[TASK BRIEF]:
Replace "Sample output" with "Example output" everywhere in the listing, keeping every other line and character unchanged.

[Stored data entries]
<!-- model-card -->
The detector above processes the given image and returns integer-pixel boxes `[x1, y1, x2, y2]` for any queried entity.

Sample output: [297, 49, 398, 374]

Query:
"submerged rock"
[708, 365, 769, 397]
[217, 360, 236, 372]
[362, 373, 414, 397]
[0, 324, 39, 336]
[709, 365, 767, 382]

[REPLY TO THE EXERCISE]:
<!-- model-card -->
The detector above processes the given image and returns integer-pixel boxes `[x1, y1, x2, y2]` for any queried entity.

Example output: [297, 49, 398, 374]

Query:
"submerged rock"
[708, 365, 769, 397]
[217, 360, 236, 372]
[362, 373, 414, 397]
[0, 324, 39, 336]
[709, 365, 767, 382]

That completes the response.